What you have to do → Return each line from the rows below that contains the string "blue", copied unchanged. Case counts.

Given records →

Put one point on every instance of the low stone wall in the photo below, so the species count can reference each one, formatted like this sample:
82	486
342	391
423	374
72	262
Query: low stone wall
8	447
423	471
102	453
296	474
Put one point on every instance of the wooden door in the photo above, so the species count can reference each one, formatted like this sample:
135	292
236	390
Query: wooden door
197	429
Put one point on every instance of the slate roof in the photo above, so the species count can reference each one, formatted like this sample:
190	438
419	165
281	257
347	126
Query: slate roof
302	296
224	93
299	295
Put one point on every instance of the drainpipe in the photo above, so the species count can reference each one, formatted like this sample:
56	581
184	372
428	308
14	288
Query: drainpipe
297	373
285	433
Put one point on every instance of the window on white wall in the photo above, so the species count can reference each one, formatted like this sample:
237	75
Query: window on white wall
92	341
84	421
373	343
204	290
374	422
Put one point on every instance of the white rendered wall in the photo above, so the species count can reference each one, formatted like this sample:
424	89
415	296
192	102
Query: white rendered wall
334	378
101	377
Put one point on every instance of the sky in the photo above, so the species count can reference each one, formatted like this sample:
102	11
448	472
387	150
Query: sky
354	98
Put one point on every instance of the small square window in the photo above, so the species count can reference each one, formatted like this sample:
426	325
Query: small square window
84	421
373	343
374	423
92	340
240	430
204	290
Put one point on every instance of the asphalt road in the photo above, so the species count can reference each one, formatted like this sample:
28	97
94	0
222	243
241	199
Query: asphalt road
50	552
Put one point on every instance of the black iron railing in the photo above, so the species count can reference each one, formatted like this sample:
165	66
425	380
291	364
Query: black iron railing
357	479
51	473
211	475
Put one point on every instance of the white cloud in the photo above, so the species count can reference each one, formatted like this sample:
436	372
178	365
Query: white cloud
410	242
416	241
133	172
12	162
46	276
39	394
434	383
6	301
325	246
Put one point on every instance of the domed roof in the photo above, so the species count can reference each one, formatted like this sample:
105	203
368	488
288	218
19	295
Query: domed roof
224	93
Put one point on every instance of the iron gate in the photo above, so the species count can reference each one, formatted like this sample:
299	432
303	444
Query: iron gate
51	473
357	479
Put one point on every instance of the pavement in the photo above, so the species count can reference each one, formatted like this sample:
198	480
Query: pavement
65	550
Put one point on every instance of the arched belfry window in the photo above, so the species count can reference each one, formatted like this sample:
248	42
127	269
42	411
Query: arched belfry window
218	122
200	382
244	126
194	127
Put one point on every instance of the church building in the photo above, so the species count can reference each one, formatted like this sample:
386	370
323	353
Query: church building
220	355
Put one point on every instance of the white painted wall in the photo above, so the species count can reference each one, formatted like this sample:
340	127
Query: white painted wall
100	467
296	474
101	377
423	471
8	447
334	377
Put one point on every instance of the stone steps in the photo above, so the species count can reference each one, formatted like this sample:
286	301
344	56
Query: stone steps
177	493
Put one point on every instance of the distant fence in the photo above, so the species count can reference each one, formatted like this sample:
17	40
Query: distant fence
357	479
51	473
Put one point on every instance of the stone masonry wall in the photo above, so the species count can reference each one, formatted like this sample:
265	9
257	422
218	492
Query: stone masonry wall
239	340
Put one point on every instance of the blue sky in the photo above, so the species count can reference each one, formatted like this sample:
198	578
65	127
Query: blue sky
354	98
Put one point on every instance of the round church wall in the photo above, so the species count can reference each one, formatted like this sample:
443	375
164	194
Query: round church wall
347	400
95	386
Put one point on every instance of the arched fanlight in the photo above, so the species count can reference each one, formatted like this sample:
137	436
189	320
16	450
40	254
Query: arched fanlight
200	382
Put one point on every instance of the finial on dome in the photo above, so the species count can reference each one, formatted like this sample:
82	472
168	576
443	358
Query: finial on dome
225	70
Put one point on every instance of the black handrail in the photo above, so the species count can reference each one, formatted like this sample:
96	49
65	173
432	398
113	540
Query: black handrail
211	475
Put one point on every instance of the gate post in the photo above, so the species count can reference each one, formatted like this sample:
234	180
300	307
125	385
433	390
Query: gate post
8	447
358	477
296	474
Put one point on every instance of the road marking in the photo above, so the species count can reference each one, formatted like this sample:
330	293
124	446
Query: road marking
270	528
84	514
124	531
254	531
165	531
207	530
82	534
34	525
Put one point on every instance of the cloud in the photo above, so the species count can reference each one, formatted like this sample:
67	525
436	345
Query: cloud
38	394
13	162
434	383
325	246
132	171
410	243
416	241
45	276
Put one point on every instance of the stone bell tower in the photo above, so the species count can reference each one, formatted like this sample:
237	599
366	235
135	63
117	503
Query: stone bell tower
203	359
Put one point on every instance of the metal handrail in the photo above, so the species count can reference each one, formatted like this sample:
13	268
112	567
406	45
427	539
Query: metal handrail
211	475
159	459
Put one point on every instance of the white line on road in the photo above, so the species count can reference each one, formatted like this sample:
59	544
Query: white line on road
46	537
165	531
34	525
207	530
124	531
--
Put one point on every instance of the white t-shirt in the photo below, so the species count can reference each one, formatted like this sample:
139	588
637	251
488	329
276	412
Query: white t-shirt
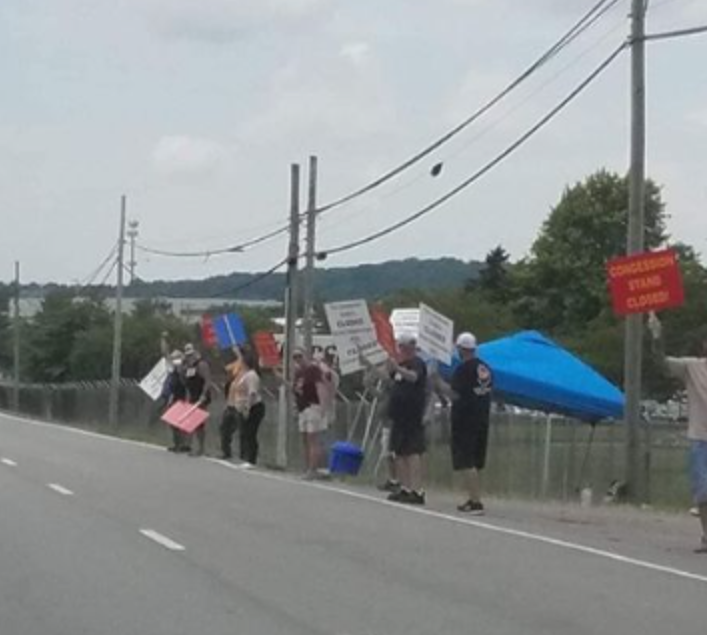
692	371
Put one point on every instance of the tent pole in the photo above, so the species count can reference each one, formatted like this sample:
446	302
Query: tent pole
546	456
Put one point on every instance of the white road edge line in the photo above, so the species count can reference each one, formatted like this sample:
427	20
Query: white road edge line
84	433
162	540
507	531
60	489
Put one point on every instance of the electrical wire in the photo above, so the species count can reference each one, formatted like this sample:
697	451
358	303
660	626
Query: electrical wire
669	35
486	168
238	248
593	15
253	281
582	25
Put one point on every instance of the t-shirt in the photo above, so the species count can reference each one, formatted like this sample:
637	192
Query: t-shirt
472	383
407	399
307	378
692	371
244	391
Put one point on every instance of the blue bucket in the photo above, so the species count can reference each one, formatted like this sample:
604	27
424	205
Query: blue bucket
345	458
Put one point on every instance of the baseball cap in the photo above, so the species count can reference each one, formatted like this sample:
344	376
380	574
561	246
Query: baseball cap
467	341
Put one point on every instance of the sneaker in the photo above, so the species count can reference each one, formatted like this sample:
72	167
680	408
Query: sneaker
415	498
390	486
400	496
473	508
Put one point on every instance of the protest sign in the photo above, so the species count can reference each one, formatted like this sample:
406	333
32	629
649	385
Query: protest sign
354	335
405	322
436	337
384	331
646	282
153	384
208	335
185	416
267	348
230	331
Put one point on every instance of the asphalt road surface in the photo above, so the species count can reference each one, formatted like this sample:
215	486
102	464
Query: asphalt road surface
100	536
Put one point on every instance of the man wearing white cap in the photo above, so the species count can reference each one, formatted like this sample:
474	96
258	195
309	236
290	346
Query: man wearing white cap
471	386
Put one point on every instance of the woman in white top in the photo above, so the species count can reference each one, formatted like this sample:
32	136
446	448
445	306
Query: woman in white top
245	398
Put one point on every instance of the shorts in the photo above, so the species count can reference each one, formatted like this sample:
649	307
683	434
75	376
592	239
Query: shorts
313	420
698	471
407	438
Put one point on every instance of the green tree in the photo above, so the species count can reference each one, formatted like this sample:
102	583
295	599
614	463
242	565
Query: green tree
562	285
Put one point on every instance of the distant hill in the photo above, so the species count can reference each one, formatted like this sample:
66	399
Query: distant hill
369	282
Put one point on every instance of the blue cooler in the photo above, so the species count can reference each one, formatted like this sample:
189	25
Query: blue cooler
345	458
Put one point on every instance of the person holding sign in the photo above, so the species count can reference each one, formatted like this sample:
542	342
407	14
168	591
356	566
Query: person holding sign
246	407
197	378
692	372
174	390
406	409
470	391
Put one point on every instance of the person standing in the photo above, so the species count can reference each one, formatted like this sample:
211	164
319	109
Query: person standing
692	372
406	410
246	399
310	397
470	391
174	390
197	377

Response for this exercise →
Put one point on every instance of the blue sky in the photo above, so the species count can reference each one, formatted like this sample:
Query: blue sky
Put one point on every instance of the blue bucket in the photo above, so the species count can reference each one, formatted like this sample:
Query: blue bucket
Put one point on every instance of the blue cooler in the photo above, so the species count can reference each one, formatted like this sample:
Query: blue cooler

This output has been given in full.